» **PROBLEM**:
Copy out, word for word, the lines from the one containing "tag the bear's head" through the one containing "<point>182,308</point>", including both of those lines.

[RECORDED INFORMATION start]

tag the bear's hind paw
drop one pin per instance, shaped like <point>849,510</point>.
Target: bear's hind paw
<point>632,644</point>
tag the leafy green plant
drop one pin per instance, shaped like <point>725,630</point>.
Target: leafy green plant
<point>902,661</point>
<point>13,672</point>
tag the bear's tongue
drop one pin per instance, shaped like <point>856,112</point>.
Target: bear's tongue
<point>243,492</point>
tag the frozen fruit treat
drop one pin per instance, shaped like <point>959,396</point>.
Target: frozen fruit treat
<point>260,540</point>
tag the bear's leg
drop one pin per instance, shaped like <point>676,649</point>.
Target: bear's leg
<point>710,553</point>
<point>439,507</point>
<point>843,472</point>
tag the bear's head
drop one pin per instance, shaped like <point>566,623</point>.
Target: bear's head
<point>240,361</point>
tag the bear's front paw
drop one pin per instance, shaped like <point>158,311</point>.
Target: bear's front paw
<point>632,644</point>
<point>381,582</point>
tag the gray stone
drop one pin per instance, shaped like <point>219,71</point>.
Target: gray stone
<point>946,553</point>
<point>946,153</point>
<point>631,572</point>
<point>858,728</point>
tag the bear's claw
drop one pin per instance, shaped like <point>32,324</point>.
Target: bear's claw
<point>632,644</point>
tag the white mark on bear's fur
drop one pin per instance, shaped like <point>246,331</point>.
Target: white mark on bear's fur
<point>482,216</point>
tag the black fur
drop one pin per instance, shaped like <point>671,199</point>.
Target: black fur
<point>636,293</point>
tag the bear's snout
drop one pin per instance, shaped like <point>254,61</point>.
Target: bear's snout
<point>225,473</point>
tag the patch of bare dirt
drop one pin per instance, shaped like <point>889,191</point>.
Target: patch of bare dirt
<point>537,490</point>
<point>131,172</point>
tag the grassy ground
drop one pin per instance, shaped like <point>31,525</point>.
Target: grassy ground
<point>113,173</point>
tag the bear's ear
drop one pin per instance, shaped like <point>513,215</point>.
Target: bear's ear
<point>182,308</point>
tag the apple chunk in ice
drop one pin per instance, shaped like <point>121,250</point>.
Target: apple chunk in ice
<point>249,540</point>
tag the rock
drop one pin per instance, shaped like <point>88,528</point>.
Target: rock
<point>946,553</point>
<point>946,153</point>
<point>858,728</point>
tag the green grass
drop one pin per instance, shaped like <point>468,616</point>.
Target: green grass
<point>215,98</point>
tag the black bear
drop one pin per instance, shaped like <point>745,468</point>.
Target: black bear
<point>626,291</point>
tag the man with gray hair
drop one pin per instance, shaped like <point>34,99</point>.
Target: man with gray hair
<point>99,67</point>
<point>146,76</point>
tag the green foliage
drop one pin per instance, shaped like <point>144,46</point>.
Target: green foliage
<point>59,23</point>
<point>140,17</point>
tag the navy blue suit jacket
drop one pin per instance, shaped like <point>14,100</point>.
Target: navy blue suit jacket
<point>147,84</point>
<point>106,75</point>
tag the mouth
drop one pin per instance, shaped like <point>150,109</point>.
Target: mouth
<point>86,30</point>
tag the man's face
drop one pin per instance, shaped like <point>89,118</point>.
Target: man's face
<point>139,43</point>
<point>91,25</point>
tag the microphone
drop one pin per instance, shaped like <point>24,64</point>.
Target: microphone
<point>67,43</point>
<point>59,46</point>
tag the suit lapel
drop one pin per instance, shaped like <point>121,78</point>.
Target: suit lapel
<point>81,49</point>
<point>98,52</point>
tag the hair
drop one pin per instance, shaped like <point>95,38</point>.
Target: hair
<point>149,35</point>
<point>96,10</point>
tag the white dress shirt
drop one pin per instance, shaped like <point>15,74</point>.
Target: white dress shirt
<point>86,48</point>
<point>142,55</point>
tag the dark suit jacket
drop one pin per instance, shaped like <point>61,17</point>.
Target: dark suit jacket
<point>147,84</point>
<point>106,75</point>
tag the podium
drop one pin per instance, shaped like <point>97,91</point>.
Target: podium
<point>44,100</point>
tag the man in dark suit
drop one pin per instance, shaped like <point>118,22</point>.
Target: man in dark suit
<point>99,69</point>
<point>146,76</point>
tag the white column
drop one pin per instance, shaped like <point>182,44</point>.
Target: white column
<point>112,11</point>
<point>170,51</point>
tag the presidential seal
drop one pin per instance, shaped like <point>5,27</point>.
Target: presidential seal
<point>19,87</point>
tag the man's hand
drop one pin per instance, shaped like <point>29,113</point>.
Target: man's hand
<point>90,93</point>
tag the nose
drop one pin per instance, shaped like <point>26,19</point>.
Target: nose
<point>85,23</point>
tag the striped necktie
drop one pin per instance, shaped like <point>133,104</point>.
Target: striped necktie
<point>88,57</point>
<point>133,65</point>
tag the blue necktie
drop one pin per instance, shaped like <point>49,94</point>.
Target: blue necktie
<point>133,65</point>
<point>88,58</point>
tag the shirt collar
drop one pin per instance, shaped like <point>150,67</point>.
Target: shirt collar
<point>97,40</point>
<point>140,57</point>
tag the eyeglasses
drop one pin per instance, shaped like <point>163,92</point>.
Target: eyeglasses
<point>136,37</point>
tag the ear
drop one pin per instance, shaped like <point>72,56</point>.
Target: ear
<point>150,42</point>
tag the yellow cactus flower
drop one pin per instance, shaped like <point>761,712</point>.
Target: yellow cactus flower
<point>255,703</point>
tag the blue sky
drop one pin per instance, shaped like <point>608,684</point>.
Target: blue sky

[RECORDED INFORMATION end]

» **WRITTEN ANSWER**:
tag the bear's head
drop one pin per instance, shaped like <point>566,623</point>.
Target: bear's head
<point>240,361</point>
tag the bear's front paw
drop one pin per instance, shaped like <point>158,311</point>.
Target: bear's front paw
<point>632,644</point>
<point>381,582</point>
tag the gray stone
drop one pin per instance, shaped like <point>219,71</point>.
Target: gray stone
<point>946,553</point>
<point>946,153</point>
<point>631,572</point>
<point>858,728</point>
tag the bear's claw
drop one pin per instance, shaped like <point>32,324</point>.
Target: bear's claw
<point>632,644</point>
tag the white mark on bear's fur
drop one pin per instance, shaped like <point>246,331</point>.
Target: white mark on bear's fur
<point>482,216</point>
tag the black fur
drop one pin per instance, shaped like <point>671,199</point>.
Target: black fur
<point>636,293</point>
tag the bear's snout
drop one pin per instance, shaped like <point>254,61</point>.
Target: bear's snout
<point>225,473</point>
tag the patch of bare dirt
drop one pin per instance, shaped like <point>889,191</point>.
Target: patch of bare dirt
<point>537,490</point>
<point>131,172</point>
tag the grassy ground
drop one pin per instance, shaped like <point>31,525</point>.
Target: grassy ground
<point>113,173</point>
tag the bear's ear
drop one pin per instance, shaped like <point>513,215</point>.
Target: bear's ear
<point>182,308</point>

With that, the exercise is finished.